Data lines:
------

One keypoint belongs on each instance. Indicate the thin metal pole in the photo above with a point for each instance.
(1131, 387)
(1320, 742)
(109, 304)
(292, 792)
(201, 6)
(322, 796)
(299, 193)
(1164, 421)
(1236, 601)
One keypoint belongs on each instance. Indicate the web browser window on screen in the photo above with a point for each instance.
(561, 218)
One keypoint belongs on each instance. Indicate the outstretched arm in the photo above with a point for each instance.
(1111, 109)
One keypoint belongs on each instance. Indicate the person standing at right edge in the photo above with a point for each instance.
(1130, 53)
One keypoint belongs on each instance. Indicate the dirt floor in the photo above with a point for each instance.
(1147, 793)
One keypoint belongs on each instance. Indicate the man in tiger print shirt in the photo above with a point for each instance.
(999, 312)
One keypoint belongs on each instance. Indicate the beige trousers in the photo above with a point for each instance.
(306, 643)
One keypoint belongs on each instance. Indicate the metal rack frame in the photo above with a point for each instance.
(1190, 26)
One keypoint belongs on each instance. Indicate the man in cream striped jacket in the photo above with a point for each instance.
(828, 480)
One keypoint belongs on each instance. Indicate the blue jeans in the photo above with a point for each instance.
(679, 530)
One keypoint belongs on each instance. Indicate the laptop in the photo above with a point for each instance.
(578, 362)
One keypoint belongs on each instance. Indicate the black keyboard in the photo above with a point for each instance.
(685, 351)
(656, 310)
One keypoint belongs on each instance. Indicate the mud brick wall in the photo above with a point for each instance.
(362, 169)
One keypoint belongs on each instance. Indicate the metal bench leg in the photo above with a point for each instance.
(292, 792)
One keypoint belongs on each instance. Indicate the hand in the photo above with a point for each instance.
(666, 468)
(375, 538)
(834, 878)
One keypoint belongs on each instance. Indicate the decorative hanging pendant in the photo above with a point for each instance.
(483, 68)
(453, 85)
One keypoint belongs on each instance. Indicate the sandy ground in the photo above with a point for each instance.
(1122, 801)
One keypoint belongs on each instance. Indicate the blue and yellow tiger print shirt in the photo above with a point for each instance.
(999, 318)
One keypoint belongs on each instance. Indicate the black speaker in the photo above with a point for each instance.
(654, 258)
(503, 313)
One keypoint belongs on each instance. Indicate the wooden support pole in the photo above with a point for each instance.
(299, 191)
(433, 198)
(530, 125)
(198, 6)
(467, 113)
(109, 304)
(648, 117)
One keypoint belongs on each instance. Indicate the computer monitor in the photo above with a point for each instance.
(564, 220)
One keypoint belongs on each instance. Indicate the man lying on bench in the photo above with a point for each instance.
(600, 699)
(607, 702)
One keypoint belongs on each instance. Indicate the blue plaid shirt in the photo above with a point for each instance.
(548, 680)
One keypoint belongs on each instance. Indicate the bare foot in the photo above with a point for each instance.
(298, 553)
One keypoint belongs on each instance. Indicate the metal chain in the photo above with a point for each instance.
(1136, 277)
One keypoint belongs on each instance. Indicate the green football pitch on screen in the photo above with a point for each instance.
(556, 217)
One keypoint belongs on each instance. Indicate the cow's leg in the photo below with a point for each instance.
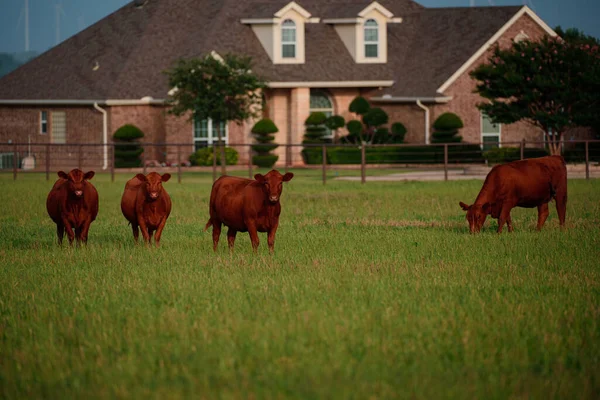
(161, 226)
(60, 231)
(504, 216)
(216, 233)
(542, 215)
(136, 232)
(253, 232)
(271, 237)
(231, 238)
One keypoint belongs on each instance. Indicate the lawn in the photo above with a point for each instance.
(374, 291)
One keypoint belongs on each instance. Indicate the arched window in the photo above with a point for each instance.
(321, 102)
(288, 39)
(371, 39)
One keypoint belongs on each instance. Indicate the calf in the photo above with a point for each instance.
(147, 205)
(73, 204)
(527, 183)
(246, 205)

------

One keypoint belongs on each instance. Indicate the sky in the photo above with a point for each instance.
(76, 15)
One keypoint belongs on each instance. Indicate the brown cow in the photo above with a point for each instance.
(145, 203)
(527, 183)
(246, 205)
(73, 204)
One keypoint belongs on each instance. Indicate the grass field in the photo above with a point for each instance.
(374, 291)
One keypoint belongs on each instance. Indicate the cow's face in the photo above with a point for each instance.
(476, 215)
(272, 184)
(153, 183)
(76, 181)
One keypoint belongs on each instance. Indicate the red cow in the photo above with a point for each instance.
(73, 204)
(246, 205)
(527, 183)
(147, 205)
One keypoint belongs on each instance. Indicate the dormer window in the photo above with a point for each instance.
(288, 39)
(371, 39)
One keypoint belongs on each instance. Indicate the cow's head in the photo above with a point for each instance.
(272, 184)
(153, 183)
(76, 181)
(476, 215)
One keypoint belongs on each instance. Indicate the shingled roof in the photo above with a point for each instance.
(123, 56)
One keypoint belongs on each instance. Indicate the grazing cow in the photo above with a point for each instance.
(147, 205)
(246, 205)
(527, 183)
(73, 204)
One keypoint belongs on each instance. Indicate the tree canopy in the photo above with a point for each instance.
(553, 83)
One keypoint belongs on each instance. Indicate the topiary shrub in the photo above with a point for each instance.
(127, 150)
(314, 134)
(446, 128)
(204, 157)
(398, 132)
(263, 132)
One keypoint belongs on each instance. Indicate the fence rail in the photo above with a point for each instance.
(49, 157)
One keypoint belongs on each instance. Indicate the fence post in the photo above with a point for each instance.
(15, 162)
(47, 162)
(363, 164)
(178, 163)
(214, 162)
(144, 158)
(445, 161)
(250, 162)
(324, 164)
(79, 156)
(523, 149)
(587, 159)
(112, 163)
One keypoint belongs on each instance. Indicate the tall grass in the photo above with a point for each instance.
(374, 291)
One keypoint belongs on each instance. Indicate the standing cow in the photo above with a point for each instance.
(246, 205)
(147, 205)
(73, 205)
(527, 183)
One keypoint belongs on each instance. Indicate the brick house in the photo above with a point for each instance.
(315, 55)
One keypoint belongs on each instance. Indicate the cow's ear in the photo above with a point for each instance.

------

What is expected: Reproduce word for word the rows beginning with the row that contains "One keypoint belongs on each instance. Indicate the thin" and continuing through the row that contains "(1111, 109)", including both of those rows.

Problem solution:
One keypoint belongs on each instance. Indicate the thin metal pole in the photo above with a point for each instance.
(1131, 387)
(1320, 742)
(109, 304)
(292, 792)
(201, 6)
(322, 796)
(299, 193)
(1164, 421)
(1236, 601)
One keypoint belongs on each instance. Indicate the web browser window on screen in the photo above with a point for each instance.
(561, 218)
One keypoint belongs on each instance. Indicate the outstretched arm in the photo above with a point for each instance.
(1111, 109)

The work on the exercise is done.